**PROBLEM TO SOLVE**
Reproduce the records below exactly as they appear.
----
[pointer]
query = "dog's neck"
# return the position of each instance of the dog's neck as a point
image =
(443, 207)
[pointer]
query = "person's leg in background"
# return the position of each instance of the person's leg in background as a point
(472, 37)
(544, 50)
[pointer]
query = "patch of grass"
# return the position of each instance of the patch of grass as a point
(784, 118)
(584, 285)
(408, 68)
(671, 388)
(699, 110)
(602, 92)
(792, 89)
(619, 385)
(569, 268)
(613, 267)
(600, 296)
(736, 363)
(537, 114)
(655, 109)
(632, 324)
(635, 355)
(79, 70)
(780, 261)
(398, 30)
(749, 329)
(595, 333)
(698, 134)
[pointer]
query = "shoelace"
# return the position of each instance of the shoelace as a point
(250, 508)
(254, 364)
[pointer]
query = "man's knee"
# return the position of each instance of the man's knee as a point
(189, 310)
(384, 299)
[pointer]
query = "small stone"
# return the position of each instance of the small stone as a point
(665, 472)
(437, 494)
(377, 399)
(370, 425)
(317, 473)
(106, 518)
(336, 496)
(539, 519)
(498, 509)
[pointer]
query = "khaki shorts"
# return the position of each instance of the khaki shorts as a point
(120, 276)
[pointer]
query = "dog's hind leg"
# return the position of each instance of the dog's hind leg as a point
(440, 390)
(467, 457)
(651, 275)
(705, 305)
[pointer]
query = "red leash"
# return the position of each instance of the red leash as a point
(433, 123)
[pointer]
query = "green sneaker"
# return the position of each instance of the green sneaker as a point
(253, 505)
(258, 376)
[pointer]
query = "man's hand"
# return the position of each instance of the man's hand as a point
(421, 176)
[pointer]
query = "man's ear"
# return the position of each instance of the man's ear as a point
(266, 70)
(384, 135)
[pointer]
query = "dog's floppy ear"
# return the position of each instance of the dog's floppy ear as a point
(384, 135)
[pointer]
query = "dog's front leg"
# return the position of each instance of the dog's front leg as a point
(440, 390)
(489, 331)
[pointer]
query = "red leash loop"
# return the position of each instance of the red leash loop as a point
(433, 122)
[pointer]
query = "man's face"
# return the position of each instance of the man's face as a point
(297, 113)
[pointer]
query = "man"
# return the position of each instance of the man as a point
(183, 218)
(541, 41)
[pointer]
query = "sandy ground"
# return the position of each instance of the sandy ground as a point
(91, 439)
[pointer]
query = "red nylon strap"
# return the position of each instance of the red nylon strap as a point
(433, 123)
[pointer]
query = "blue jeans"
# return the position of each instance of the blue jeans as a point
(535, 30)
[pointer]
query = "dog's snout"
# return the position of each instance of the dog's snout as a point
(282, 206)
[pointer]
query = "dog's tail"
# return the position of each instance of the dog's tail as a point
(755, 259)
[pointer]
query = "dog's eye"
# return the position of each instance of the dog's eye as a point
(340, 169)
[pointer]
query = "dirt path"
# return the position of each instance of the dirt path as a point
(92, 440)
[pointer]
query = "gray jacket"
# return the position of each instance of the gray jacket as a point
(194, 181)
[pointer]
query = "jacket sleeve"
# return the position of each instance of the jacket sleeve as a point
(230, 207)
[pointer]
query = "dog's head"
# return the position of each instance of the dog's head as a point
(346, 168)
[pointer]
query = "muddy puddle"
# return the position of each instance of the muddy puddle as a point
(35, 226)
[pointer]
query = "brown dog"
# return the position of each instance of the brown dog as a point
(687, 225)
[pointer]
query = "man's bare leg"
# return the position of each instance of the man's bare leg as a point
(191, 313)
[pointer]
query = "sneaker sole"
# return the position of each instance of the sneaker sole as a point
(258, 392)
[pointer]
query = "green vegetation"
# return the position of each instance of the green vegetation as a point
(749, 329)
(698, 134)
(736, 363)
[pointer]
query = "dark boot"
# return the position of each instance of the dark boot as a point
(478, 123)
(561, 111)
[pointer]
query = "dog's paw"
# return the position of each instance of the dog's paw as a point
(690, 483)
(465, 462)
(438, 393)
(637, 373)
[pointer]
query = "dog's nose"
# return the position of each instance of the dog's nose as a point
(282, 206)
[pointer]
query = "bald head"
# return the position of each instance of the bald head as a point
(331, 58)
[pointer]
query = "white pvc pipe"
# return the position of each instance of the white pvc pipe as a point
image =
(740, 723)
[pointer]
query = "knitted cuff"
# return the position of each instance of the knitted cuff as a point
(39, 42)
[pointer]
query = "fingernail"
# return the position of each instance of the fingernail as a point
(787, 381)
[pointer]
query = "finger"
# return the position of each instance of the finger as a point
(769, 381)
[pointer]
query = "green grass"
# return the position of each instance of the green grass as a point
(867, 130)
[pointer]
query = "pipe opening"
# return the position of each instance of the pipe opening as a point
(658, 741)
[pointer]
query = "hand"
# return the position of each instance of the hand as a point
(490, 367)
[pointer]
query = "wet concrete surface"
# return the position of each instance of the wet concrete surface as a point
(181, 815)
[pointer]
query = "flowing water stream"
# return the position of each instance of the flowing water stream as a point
----
**RESPONSE TO THE TASK**
[pointer]
query = "dog's neck"
# return the position of each instance of the dog's neck as a point
image =
(443, 207)
[pointer]
query = "person's leg in background"
# return the position of each instance of the person's leg in background as a point
(472, 37)
(544, 50)
[pointer]
query = "patch of grass"
# return the position of each instance of the patch of grass as a point
(784, 118)
(584, 285)
(408, 68)
(671, 388)
(699, 110)
(602, 92)
(792, 89)
(619, 385)
(569, 268)
(613, 267)
(600, 296)
(736, 363)
(537, 114)
(655, 109)
(632, 324)
(635, 355)
(79, 70)
(780, 261)
(398, 30)
(749, 329)
(595, 333)
(698, 134)
[pointer]
query = "shoelace"
# return the position of each instance of the shoelace as a point
(250, 508)
(254, 364)
[pointer]
query = "man's knee"
# return the position of each instance of the man's knee as a point
(189, 310)
(384, 299)
[pointer]
query = "small stone"
# return the position of each instance of the small stone as a point
(665, 472)
(437, 494)
(377, 399)
(370, 425)
(317, 473)
(106, 518)
(336, 496)
(539, 519)
(498, 509)
[pointer]
query = "khaki shorts"
# return the position of each instance of the khaki shorts as a point
(120, 276)
[pointer]
query = "dog's hind leg"
# return the position of each instance of the dog's hind leg as a point
(440, 390)
(467, 457)
(651, 275)
(705, 305)
[pointer]
query = "red leash"
# return the position of each instance of the red leash as a point
(433, 123)
[pointer]
query = "green sneaker"
# return the position of each instance of the green sneaker as a point
(253, 505)
(258, 376)
[pointer]
query = "man's hand"
# return the position of each instance of the man's hand as a point
(421, 176)
[pointer]
query = "man's ear"
# return the position of each instance of the man's ear as a point
(266, 70)
(384, 135)
[pointer]
query = "dog's floppy ear"
# return the position of each instance of the dog's floppy ear as a point
(384, 135)
[pointer]
query = "dog's front leg"
# return the position of each instance of the dog's front leg as a point
(440, 390)
(489, 331)
[pointer]
query = "red leash loop"
# return the position of each instance of the red leash loop as a point
(433, 122)
[pointer]
query = "man's face"
# return the position of each instance of the man's face as a point
(297, 113)
[pointer]
query = "man"
# return the position of each instance of the man as a point
(183, 218)
(541, 41)
[pointer]
query = "sandy ground"
# return the position of each instance of the sandy ground as a point
(91, 439)
[pointer]
query = "red nylon strap"
# return the position of each instance of the red nylon strap as a point
(433, 123)
[pointer]
query = "blue jeans"
# return the position of each instance of the blue jeans as a point
(535, 30)
[pointer]
query = "dog's snout"
# return the position of each instance of the dog's snout as a point
(282, 206)
[pointer]
query = "dog's tail"
# return the position of each instance of the dog's tail as a point
(755, 259)
[pointer]
query = "dog's eye"
# return the position of each instance of the dog's eye as a point
(340, 169)
[pointer]
query = "dirt path"
# return the position of each instance of the dirt path as a point
(92, 440)
[pointer]
query = "gray jacket"
# return the position of each instance of the gray jacket as a point
(194, 181)
[pointer]
query = "jacket sleeve"
# return the position of each instance of the jacket sleeve as a point
(230, 207)
[pointer]
query = "dog's head"
# return the position of each instance of the dog's head as a point
(346, 168)
[pointer]
query = "muddy puddle"
# return the position of each instance of the muddy puddle as a point
(35, 226)
[pointer]
query = "brown dog"
# return the position of each instance of the brown dog as a point
(687, 225)
[pointer]
query = "man's bare leg"
# return the position of each instance of the man's bare leg as a point
(191, 313)
[pointer]
query = "sneaker sole"
# return the position of each instance of the sneaker sole as a point
(258, 392)
[pointer]
query = "green vegetation"
# return the position of each instance of the green vegetation as a point
(749, 329)
(698, 134)
(736, 363)
[pointer]
query = "dark boot"
# return the position of each instance of the dark boot as a point
(478, 123)
(561, 111)
[pointer]
query = "dog's paw"
# return the position of each instance of the dog's paw as a point
(690, 483)
(465, 462)
(438, 393)
(637, 373)
[pointer]
query = "dog's nose"
# return the position of each instance of the dog's nose as a point
(282, 206)
[pointer]
query = "bald head"
# return the position of each instance of the bald head as a point
(331, 58)
[pointer]
query = "white pvc pipe"
# return the position of each instance of the white pvc pipe as a point
image =
(740, 723)
[pointer]
query = "knitted cuff"
# return the position of each instance of the knitted cuff as a point
(39, 42)
[pointer]
query = "fingernail"
# return the position of each instance of the fingernail as a point
(787, 381)
[pointer]
query = "finger"
# return the position of each instance of the finger as a point
(769, 381)
[pointer]
query = "green grass"
# return the position of each instance of the green grass as a point
(867, 130)
[pointer]
query = "pipe opening"
# return the position of each instance of the pipe opening as a point
(658, 741)
[pointer]
query = "hand"
# return the position of each instance of the hand as a point
(490, 367)
[pointer]
query = "wet concrete surface"
# return the position of each instance of the wet concrete surface as a point
(181, 815)
[pointer]
query = "flowing water stream"
# return the position of each instance of the flowing water stream as a point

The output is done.